**Problèmes à résoudre**
1. Dans le texte sur Chirac et la gauche :
(a) Quelle manifestation les partis de gauche ont-ils transformée en manifestation en faveur de Chirac ?
(b) Pour quelles élections les dirigeants de gauche ont-ils creusé leur propre tombe ?
(c) Quel effet la connivence entre la gauche et la droite a-t-elle eu sur l'influence de Le Pen ?
2. Poursuivez le texte sur Chirac et la gauche à partir de sa dernière phrase.

**Texte fourni**
§

Cadeau inespéré pour Chirac, lui dont les chances d'être au deuxième tour apparaissaient fort restreintes quelques semaines auparavant, et qui, dans cette configuration inattendue, a été sûr d'être non pas élu mais plébiscité. Mieux, il n'a eu rien à faire pour cela. Les partis de gauche ont fait la campagne de Chirac avec un activisme boulimique et en utilisant des moyens qui n'étaient pas à la portée de la droite : en dépouillant même la manifestation du 1er Mai de tous les symboles qui la rattachaient encore, vaguement certes, au mouvement ouvrier pour en faire une manifestation d'une ampleur exceptionnelle en faveur de Chirac !

Ce faisant, les dirigeants, les ci-devant ministres, les députés de la gauche ont creusé leur propre tombe pour les législatives. Pourquoi voter pour eux, plutôt que pour les candidats chiraquiens, puisque eux-mêmes appelaient à voter pour Chirac ? Mieux, ils ont choisi, dans un moment présenté comme dramatique, de se réfugier derrière Chirac.

Le plus grave dans l'affaire n'est certainement pas que les dignitaires de la gauche aient si efficacement démoli le peu qui restait de leur crédibilité et qu'ils l'aient payé de leurs places de députés.

Autrement plus grave est d'avoir mis dans les têtes que les lamentables pitreries des chefs de la gauche avaient quelque chose à voir avec le combat contre le fascisme.

Au lieu de contrer l'influence de Le Pen, la connivence déclarée entre la gauche et la droite l'a au contraire renforcée.

§

**Données fournies**
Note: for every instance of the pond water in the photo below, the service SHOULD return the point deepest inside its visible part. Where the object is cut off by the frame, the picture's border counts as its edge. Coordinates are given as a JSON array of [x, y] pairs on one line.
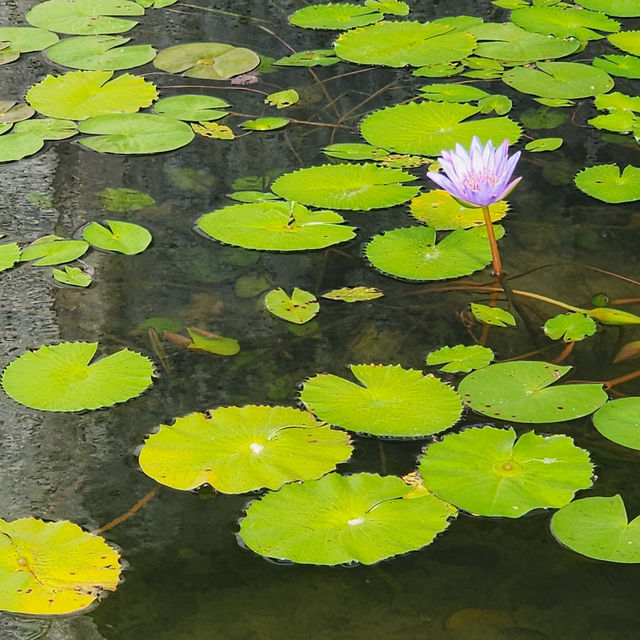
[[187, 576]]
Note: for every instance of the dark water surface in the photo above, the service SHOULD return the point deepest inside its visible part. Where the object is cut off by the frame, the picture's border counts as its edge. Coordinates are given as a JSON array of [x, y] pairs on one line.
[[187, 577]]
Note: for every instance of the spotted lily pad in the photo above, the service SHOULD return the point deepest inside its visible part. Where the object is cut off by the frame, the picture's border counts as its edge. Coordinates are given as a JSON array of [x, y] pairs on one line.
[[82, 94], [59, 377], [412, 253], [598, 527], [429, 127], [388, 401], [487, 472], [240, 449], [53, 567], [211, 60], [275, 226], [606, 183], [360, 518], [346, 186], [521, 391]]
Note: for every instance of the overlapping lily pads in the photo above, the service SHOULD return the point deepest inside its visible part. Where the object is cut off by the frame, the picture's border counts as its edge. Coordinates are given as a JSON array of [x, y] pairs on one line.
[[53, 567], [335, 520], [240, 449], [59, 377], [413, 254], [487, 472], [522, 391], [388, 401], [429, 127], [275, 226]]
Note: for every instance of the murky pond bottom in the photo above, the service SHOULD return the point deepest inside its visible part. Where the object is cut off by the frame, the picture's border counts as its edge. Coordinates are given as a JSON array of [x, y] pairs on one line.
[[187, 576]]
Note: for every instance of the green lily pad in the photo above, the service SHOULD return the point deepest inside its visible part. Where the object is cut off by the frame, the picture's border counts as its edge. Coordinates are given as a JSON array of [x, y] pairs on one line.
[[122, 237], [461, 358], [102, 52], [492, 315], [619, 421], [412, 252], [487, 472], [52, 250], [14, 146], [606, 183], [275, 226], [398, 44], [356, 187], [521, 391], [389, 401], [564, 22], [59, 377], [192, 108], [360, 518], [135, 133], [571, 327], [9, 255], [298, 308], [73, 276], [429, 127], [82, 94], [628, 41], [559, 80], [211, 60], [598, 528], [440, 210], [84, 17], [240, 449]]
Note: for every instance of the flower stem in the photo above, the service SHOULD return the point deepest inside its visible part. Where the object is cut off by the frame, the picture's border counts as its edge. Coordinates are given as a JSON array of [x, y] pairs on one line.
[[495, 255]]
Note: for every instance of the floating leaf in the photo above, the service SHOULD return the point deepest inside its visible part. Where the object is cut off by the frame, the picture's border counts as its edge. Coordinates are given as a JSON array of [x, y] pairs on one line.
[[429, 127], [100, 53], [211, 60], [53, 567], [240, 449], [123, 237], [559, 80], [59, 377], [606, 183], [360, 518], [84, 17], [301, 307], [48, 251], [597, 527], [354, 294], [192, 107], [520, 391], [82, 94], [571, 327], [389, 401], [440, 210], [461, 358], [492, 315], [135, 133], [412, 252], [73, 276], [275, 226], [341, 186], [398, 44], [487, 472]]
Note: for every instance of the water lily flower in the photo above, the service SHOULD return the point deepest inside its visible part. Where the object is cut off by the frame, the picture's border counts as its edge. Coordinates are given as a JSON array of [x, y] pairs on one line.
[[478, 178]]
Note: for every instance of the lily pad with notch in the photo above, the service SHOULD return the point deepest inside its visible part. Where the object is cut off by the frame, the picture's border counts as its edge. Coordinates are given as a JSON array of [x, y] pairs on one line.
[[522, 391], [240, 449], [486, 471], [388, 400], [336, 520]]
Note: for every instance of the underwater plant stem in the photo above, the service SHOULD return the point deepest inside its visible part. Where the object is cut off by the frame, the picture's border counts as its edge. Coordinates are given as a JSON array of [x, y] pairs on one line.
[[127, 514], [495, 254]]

§

**Réponses numérotées**
1.
(a) La manifestation du 1er Mai.
(b) Les législatives.
(c) Elle l'a renforcée.

2.
Quant à l'argument tant répété que, élu par les voix de gauche, Chirac en serait l'otage, on voit ce qu'il en est après un mois de gouvernement Raffarin. Dès son installation, la nouvelle équipe a cherché à donner l'image de partisan de l'ordre, de l'autorité de l'Etat, illustrée par la fébrilité sécuritaire de Sarkozy, visant manifestement l'électorat d'extrême droite. Non sans succès dans l'immédiat, comme l'ont montré les législatives où une partie de l'électorat du Front national s'est démobilisée ou a voté pour la droite parlementaire. L'extrême droite qui, le 21 avril, était sur les " marches du pouvoir ", s'est retrouvée, un mois après, à 12 % et, le système électoral étant ce qu'il est, sans député. Versatilité de l'électorat ? Miracle qui, à la crue catastrophique qui a failli noyer la France, a fait succéder, en un mois, la décrue ? Ou encore c'est la LCR qui a osé l'affirmer résultat des " mobilisations autour du 1er Mai " ? Ou bien, plus simplement, la baudruche gonflée par le Parti socialiste et les médias, qui s'est dégonflée ?

Le démagogue d'extrême droite n'était certainement pas aux portes du pouvoir. Mais si demain la dégradation de la situation économique y poussant, cette situation se produit, comment les masses populaires pourront-elles y faire face ? Certainement pas en comptant sur la droite ! Ce sont les dirigeants de la gauche qui ont semé de telles illusions, mais ce sont les classes populaires qui risquent d'en récolter les fruits amers !

Législatives : la défaite annoncée de la gauche

Après le deuxième tour de la présidentielle, les jeux étaient faits pour les législatives, d'autant plus que la gauche, à part quelques phrases démagogiques, n'a rien fait et rien dit qui soit susceptible de remobiliser l'électorat populaire. Responsable jusqu'au bout à l'égard de la bourgeoisie, le Parti socialiste n'a rien voulu dire ou promettre qui aurait pu toucher l'électorat des classes laborieuses, lui redonner un espoir, quitte à perdre les législatives après la présidentielle.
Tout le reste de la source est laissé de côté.